== Segment start ==

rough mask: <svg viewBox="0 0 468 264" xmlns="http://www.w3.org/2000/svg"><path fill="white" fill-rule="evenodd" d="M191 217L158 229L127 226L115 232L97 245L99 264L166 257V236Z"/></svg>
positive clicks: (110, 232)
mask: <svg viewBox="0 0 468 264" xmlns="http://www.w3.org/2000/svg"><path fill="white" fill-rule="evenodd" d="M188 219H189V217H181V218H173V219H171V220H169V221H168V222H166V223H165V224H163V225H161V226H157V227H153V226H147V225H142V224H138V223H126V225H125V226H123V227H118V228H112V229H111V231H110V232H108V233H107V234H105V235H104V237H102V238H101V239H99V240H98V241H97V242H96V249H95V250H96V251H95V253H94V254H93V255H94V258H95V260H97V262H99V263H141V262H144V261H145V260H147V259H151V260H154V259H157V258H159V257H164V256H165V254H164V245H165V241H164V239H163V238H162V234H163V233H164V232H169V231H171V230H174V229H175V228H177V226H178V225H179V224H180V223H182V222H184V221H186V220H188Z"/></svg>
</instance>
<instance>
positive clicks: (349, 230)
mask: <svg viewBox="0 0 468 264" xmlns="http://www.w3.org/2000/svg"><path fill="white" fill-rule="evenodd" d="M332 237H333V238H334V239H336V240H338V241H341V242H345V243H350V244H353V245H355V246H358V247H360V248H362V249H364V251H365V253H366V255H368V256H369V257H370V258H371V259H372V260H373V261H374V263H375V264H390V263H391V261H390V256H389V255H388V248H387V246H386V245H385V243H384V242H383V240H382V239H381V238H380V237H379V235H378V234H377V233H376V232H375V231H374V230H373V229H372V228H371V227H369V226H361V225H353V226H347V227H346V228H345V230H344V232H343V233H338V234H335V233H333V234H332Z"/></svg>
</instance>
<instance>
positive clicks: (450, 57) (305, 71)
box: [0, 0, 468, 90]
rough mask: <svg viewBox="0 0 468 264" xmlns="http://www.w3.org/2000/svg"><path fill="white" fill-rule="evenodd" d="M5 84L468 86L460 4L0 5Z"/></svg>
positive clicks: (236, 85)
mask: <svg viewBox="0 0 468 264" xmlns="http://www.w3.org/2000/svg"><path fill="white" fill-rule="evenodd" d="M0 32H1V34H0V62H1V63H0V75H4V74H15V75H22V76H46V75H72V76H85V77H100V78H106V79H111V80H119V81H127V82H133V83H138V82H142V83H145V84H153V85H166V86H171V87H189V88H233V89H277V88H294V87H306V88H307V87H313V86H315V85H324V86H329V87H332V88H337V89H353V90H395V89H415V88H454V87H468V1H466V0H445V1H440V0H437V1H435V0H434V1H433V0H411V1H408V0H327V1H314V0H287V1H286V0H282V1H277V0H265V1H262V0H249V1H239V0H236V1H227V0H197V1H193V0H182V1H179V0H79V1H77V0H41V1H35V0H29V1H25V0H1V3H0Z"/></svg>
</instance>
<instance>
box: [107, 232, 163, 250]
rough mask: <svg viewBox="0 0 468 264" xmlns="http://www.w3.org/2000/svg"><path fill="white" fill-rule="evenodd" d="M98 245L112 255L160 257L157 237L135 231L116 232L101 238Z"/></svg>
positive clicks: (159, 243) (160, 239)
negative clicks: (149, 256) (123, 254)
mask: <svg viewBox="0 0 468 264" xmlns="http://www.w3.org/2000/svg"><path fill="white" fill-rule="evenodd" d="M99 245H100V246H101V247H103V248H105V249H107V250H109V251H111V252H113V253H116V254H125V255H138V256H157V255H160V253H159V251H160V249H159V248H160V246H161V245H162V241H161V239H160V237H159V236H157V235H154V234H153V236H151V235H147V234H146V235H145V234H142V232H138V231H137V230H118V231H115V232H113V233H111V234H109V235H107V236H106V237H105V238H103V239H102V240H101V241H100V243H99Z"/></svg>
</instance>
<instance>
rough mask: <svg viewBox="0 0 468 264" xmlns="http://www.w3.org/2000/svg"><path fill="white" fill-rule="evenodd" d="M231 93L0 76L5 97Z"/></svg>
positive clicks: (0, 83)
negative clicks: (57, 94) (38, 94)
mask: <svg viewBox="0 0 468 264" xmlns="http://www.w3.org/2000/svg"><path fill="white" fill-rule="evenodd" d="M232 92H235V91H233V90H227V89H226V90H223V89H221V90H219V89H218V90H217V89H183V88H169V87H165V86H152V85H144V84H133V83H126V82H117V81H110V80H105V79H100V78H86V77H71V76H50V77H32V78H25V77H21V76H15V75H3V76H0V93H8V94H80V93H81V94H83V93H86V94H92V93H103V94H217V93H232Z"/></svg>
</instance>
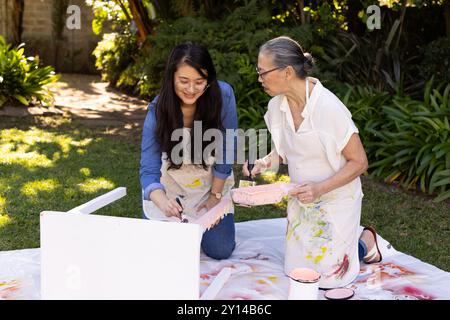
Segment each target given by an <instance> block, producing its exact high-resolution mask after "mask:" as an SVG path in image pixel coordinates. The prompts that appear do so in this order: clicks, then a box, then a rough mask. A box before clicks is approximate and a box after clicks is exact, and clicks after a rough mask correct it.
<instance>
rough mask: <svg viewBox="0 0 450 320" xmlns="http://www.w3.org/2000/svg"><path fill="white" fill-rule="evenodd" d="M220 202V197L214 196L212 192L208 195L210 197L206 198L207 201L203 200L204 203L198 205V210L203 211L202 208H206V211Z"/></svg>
mask: <svg viewBox="0 0 450 320" xmlns="http://www.w3.org/2000/svg"><path fill="white" fill-rule="evenodd" d="M219 202H220V199H217V198H216V197H215V196H213V195H212V194H211V195H210V196H209V197H208V199H206V200H205V201H203V203H201V204H200V205H199V206H198V207H197V212H199V211H201V210H202V209H206V211H209V210H211V209H212V208H213V207H215V206H216V205H217V204H218V203H219Z"/></svg>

== Segment end ==

Beginning with the line containing "box: [107, 232, 163, 250]" and ending with the line containing "positive clicks: (159, 243) (160, 239)", extract those lines exactly from the listing above, and only those.

■ Task answer
box: [107, 232, 163, 250]
rough mask: <svg viewBox="0 0 468 264" xmlns="http://www.w3.org/2000/svg"><path fill="white" fill-rule="evenodd" d="M98 245L112 255L160 257L157 237L135 231L116 232L101 238Z"/></svg>
positive clicks: (159, 243) (160, 239)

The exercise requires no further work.